→ **WHAT YOU NEED TO DO**: State how many lines of the items below contain the string "white", treating uppercase and lowercase as distinct. Reply with the number alone.

[Coordinate annotation entries]
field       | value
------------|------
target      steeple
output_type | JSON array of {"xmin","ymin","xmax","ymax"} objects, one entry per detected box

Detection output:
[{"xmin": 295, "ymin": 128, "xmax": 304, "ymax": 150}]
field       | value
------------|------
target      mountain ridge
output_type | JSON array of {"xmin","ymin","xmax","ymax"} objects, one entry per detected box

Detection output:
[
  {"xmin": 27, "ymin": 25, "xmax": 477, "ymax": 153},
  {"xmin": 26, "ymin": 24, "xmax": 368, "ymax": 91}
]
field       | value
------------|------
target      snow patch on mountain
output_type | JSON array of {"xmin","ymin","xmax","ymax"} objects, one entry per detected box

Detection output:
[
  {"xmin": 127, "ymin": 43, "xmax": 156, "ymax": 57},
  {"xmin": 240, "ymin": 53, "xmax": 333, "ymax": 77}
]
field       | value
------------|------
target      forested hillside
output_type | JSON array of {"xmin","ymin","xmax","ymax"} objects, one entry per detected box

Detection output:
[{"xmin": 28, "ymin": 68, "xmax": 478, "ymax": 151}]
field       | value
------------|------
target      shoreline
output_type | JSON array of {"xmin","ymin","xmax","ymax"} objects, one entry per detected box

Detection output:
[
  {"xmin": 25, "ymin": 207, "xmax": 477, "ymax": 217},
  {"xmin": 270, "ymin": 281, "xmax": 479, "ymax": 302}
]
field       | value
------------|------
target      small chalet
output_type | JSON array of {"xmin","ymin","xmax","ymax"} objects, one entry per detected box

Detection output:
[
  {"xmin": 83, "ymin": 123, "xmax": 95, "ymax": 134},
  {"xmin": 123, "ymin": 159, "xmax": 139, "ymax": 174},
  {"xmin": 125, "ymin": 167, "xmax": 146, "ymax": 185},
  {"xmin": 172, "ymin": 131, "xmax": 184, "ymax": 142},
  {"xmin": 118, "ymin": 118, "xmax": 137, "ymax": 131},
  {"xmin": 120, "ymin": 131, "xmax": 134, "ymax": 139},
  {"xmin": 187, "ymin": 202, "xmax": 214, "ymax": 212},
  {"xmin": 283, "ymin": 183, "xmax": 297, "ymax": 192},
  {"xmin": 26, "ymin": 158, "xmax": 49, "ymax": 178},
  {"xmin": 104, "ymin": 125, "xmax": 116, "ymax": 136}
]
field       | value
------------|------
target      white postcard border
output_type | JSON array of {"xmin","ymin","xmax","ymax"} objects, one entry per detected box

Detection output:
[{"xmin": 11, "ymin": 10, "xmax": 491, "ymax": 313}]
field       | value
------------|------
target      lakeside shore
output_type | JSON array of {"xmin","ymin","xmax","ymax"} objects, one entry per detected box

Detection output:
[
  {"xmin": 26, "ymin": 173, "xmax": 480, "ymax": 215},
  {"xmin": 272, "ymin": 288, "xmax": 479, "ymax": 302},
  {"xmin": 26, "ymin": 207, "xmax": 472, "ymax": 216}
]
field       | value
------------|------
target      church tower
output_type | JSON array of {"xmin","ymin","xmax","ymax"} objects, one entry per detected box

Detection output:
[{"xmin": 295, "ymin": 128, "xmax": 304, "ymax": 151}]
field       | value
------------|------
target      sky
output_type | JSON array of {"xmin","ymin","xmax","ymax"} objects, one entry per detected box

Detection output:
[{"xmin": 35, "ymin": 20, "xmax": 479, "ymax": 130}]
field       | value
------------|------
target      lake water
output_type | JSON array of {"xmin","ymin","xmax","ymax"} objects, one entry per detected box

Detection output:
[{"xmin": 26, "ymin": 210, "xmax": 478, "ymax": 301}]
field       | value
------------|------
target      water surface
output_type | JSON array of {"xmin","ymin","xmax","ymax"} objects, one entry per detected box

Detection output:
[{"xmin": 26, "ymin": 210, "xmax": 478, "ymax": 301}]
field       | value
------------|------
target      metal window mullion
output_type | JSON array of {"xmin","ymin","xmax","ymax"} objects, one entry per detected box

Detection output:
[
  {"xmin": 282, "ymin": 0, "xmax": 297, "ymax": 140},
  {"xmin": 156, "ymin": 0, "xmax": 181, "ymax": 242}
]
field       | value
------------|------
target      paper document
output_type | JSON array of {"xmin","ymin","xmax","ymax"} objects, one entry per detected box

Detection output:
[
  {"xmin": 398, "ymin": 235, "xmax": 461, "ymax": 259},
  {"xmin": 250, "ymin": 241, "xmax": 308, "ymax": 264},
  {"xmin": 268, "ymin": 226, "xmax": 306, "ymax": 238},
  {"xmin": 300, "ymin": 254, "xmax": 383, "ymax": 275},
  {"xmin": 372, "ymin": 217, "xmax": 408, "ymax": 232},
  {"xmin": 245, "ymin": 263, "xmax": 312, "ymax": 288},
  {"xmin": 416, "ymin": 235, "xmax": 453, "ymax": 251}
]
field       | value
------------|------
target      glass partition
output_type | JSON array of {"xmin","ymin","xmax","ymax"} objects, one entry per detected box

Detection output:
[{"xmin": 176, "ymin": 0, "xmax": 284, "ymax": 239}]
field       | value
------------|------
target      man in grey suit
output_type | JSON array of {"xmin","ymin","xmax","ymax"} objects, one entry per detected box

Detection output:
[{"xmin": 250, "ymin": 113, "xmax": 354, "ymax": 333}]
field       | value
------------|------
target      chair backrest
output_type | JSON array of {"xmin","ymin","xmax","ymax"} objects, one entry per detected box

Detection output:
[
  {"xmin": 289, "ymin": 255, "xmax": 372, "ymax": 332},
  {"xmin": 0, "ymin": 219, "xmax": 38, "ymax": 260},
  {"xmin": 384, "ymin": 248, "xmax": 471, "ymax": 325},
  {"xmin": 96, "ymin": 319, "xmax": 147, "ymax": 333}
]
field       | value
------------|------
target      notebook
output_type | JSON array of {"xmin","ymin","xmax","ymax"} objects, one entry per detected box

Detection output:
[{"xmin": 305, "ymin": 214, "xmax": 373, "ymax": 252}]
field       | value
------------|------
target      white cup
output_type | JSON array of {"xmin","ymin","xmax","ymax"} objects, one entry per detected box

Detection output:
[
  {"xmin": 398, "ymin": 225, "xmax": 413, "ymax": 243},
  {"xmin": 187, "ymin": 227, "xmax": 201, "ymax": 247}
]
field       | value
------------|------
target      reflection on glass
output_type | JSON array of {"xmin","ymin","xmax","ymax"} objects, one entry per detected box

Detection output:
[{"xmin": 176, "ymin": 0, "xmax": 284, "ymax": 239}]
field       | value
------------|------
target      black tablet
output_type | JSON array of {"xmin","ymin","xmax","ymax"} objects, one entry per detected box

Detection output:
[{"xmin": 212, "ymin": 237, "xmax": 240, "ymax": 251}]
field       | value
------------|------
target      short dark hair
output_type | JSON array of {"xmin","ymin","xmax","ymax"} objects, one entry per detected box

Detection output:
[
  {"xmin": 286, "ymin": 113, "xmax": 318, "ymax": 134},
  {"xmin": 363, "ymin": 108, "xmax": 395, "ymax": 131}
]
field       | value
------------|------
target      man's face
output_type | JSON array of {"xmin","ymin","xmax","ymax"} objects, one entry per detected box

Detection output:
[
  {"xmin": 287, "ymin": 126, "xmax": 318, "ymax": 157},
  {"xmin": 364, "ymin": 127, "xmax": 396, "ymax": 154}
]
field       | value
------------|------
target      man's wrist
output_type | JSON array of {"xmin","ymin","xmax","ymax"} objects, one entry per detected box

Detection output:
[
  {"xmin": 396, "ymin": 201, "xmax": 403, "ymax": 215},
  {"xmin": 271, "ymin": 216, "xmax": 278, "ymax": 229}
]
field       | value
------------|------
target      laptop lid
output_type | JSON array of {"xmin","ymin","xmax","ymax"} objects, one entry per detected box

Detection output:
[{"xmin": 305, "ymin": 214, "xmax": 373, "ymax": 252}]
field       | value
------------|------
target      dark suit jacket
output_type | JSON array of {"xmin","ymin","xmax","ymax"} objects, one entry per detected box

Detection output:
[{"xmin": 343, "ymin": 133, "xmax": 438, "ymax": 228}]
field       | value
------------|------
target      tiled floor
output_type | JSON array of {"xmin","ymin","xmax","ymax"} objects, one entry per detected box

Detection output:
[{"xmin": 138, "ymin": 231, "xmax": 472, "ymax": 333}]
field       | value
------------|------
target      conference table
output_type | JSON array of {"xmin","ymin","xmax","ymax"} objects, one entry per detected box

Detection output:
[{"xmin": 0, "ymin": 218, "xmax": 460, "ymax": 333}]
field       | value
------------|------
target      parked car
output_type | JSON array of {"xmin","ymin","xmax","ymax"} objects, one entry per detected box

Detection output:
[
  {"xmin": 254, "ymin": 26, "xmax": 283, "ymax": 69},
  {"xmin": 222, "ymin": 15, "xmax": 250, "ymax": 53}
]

→ **ANSWER IN FULL**: 2